『文豪たちの釣旅』(大岡玲著)と朝露の消えないしずく

〈鎌倉おやじ〉さんの厖大な本読みのレビューブログを以前より拝読している。読書の質と量とパワーに驚嘆するばかりだ。おそらく〈鎌倉おやじ〉さんも、読んだ本は脳のどこかにちゃちゃっとメモリされて、独自の分類法を施した上で自動的にアーカイブ化できてしまうタイプの方なのだろう。「ひとり脳内国会図書館司書状態」と名づけました。

これだけ読まれているのだから本の審美眼も常人とはかけはなれた鋭利さであるに決まっている。ありがたいことに、手練れのフライフィッシャーマンでもある〈鎌倉おやじ〉さんは、フライの雑誌社の出版物は丁寧にチェックしてくださっているらしい。

今回は小社刊大岡玲著『文豪たちの釣旅』をとりあげてくださった

文豪と言われる人たちと釣りの関係性を大岡さんの豊富な語彙で華麗に綴っている。おそらく開高健信者の中でもおそらく筆頭と言っても良いほどの方であろう。
個人的には登場する方の半分程の方の著作には触れた事があり、なるほど、え?そうなんだ、とか思いながら読み耽ってしまったのである。

表示データ:
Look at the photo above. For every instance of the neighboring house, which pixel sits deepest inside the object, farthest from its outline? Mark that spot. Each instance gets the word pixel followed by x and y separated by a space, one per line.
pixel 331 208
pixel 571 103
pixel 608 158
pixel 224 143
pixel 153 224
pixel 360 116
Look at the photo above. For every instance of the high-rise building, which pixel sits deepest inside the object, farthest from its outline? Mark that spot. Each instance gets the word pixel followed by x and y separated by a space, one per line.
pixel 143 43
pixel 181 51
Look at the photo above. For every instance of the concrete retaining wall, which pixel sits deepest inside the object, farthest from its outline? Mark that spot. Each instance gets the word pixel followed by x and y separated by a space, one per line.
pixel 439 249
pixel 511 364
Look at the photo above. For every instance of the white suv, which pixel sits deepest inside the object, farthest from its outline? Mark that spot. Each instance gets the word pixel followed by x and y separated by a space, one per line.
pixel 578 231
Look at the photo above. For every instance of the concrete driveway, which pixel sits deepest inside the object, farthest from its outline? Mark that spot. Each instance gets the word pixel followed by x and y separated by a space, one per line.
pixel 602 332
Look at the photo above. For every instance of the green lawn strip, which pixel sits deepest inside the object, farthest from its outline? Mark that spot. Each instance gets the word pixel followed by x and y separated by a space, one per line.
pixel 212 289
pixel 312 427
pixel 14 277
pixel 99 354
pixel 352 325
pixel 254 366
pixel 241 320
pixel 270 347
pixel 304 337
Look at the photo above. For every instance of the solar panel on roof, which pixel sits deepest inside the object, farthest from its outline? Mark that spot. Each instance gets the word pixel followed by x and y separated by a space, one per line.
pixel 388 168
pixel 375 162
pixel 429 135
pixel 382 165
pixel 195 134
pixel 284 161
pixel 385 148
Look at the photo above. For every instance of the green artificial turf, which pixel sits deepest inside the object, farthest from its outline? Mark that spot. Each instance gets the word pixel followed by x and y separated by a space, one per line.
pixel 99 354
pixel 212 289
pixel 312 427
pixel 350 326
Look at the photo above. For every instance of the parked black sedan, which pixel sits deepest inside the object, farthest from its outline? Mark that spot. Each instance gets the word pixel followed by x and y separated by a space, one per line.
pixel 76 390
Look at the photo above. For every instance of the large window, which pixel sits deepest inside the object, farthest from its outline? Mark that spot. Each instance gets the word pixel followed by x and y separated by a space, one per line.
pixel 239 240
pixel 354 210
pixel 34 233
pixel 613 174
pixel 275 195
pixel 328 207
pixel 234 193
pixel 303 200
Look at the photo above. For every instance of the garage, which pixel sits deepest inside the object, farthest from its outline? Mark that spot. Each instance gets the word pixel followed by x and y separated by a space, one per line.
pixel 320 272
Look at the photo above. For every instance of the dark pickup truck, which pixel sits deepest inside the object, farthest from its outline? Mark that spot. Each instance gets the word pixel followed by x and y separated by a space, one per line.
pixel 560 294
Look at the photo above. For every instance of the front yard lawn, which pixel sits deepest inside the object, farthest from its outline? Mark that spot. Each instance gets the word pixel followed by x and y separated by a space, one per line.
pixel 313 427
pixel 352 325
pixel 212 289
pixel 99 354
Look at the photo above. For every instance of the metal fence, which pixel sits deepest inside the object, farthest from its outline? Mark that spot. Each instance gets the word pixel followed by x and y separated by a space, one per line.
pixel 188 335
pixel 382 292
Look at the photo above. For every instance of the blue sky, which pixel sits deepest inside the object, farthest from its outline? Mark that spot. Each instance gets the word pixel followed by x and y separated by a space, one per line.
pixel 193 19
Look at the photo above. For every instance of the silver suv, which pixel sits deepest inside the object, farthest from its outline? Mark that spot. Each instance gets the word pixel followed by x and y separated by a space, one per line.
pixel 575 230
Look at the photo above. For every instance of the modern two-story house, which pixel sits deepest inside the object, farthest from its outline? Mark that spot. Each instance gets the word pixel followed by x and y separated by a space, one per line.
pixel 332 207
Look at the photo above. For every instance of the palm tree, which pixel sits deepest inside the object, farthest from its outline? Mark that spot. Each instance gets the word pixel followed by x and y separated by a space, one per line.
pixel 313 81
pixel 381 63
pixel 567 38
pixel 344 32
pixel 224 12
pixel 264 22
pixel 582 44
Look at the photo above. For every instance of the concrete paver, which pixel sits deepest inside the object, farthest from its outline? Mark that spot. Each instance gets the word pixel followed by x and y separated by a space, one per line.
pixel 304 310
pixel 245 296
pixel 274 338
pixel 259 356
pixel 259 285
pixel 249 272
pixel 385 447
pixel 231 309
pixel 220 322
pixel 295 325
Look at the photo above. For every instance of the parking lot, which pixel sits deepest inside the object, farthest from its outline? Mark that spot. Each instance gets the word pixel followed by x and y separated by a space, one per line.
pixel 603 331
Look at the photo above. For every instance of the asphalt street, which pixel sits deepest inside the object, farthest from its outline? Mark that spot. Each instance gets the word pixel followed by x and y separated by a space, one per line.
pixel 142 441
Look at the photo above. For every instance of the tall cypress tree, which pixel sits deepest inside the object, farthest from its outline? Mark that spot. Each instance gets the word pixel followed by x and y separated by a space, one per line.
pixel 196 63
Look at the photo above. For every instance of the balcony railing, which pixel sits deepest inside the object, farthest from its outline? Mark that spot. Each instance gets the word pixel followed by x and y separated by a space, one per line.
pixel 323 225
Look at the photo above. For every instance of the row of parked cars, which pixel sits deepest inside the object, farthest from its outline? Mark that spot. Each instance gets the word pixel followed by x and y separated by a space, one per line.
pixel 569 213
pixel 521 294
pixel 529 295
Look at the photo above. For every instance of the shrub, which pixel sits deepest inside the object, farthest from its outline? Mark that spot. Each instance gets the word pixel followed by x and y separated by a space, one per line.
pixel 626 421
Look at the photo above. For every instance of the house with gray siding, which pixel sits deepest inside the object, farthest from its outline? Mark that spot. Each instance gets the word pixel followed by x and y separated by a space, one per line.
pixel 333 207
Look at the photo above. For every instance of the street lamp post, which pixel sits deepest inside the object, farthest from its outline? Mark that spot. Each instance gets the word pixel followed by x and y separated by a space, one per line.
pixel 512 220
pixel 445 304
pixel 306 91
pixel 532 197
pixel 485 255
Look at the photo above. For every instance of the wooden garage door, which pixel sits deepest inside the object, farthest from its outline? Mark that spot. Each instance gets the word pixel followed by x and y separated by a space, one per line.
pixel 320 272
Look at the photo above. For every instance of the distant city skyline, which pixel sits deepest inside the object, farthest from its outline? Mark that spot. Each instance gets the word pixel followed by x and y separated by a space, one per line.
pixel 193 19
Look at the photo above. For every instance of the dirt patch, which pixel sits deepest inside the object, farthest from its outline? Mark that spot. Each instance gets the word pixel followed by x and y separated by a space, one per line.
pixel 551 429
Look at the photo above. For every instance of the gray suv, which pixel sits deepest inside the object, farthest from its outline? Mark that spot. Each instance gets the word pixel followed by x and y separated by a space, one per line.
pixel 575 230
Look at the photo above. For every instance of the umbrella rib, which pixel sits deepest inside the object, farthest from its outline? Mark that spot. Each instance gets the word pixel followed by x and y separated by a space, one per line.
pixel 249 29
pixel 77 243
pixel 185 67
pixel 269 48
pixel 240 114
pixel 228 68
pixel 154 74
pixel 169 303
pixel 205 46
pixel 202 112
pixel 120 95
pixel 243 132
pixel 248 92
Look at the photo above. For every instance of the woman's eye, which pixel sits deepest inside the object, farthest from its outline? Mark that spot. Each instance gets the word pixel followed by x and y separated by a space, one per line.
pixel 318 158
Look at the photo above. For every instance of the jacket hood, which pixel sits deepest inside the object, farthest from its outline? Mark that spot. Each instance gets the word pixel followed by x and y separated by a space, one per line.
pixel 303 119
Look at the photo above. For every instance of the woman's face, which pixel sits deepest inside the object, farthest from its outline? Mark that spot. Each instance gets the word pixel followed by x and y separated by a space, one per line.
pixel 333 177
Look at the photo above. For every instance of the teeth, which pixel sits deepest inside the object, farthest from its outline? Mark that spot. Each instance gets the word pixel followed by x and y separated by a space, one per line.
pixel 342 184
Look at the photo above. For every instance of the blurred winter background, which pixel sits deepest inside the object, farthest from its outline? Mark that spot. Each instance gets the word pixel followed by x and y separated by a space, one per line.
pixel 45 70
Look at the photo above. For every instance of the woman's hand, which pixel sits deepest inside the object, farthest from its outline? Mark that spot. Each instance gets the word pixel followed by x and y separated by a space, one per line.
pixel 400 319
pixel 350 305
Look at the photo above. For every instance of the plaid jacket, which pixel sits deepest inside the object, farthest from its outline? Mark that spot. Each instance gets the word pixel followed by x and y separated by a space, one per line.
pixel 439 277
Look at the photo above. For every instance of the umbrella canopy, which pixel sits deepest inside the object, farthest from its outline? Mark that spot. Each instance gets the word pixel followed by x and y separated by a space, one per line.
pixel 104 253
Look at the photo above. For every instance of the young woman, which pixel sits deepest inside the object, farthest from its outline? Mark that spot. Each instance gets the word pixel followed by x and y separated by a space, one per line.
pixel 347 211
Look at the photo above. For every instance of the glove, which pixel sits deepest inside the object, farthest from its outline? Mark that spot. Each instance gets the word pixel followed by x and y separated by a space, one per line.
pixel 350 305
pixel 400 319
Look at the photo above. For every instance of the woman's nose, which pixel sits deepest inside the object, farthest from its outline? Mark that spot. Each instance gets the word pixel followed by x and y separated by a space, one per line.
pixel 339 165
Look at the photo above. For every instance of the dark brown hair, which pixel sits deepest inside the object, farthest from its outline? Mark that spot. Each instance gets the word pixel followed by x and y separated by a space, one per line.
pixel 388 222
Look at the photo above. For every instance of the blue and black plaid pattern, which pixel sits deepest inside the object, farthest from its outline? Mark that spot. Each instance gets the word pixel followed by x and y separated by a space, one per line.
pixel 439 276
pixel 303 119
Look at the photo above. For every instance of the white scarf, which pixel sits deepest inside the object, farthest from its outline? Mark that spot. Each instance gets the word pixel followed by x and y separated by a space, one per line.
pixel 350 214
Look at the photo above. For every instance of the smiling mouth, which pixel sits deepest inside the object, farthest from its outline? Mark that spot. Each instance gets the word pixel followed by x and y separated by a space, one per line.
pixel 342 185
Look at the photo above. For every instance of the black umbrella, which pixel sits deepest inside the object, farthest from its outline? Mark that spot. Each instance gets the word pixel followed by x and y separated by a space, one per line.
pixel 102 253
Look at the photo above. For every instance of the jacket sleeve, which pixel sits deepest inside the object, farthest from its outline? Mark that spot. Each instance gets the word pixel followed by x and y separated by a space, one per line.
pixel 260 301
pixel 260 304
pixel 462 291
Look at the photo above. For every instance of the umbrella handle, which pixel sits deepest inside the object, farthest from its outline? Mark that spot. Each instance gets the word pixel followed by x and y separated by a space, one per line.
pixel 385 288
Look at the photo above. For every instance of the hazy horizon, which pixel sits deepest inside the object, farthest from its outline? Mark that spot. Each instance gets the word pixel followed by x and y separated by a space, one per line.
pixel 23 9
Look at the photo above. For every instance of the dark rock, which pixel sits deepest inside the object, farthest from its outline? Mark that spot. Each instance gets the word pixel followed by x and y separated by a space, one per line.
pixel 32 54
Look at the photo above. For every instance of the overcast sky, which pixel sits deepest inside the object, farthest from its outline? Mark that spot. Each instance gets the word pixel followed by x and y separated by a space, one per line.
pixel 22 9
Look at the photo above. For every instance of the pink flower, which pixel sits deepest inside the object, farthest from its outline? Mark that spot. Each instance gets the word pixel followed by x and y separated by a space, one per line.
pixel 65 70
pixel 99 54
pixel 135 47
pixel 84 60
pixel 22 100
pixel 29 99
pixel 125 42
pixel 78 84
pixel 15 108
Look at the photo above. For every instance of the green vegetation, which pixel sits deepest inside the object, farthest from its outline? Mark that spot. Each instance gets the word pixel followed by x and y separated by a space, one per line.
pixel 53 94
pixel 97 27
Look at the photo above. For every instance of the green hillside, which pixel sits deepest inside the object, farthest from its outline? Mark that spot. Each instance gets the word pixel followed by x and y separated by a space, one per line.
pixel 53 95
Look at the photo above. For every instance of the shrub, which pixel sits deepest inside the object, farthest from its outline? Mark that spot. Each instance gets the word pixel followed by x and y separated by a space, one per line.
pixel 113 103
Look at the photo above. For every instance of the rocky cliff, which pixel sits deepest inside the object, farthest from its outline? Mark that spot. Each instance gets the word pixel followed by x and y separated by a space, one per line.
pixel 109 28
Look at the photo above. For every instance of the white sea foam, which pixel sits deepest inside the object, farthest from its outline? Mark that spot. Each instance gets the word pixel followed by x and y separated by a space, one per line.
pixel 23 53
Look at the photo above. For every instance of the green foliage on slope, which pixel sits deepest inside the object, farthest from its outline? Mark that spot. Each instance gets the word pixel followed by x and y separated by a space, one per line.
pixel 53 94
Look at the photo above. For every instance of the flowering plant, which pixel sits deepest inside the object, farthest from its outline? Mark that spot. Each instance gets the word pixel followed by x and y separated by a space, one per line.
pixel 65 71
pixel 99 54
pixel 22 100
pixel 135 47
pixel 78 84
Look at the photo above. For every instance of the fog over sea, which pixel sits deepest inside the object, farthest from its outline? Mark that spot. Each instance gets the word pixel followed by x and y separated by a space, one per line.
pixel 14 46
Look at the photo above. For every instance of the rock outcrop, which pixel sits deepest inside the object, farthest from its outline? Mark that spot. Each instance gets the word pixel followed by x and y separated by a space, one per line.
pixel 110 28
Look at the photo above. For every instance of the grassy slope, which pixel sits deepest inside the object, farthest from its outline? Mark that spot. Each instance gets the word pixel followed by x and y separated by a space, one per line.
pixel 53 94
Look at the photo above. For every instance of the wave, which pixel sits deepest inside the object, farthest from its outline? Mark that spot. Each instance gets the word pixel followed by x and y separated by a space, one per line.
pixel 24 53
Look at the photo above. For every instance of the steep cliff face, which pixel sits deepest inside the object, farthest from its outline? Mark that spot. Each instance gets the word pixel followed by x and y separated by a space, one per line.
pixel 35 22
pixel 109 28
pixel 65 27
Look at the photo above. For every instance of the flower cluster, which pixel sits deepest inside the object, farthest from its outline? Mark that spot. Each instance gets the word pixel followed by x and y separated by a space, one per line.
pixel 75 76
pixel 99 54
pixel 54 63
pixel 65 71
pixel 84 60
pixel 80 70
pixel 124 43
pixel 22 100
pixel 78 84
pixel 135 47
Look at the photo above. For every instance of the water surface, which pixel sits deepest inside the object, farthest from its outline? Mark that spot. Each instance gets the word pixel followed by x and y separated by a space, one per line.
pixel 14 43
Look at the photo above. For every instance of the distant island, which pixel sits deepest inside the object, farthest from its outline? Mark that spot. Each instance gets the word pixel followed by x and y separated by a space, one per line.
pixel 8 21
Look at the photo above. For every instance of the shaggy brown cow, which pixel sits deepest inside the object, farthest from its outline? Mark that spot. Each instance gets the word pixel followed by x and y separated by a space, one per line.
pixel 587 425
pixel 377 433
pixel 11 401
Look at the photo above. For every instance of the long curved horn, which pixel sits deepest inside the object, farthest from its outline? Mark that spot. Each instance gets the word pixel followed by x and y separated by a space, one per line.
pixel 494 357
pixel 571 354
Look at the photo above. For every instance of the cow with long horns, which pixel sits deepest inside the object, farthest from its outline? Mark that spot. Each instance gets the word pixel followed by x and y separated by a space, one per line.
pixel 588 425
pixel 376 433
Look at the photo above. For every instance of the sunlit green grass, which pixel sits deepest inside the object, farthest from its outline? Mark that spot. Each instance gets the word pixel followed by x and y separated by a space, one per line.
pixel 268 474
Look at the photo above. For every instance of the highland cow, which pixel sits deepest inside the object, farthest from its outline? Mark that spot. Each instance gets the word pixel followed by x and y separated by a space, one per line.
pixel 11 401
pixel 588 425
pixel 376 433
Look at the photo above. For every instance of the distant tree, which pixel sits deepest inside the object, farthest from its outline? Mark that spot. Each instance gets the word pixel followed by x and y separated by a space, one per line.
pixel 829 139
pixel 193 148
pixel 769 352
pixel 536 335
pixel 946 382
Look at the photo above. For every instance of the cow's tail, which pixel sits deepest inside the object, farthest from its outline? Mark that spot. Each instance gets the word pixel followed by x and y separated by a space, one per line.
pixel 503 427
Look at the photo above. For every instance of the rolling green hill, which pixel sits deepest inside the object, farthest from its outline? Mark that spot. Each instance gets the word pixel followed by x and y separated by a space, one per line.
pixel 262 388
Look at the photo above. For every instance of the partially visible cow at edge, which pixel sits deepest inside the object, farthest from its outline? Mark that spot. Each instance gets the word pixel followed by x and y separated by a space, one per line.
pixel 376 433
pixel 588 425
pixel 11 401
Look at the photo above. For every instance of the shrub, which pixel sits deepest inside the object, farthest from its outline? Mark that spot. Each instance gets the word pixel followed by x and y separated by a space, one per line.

課題一覧:
1. 引用文の「読書の質と量とパワーに驚嘆するばかりだ。」という文を英語に訳すこと。
2. 『文豪たちの釣旅』の書評を紹介する引用文を、最後の文の後から書き継ぐこと。
このデータは引用文とは別の出典から取ったものである。

回答一覧:
1. I can only marvel at the quality, quantity, and power of the reading.

2.
非常に印象に残ったのは岡倉天心の章、六角堂近くの海での釣り、インドの女性詩人との文通。

大岡玲さんの文章の印象をひと言で表現するならば〝華麗〟。たしかにぴったりだ。

2012年6月初版の『文豪たちの釣旅』は、〈鎌倉おやじ〉さんが紹介してくださったように、小社とはご縁のなかった『Fishing Cafe』誌での2003年から2007年の連載がベースになっている。初出から10年近くたってフライの雑誌社がふたたび世の中へ出すお手伝いをさせていただいた。なぜか。

その理由は、ひとつは大岡玲さんが『フライの雑誌』を以前から読んでいてくださっていたこと。ふたつめは、『Fishing Cafe』誌をわたしも愛読していたこと。そしてもうひとつは、〈鎌倉おやじ〉さんが今回のエントリの冒頭に書かれている現代社会への思いを、大岡さんに知己をいただいた2011年末当時に、言語化できていないながらわたしも感じていた情況にある。

大岡玲さんが『文豪たちの釣旅』の「あとがき」で、そこを見事に言いあててくださっている。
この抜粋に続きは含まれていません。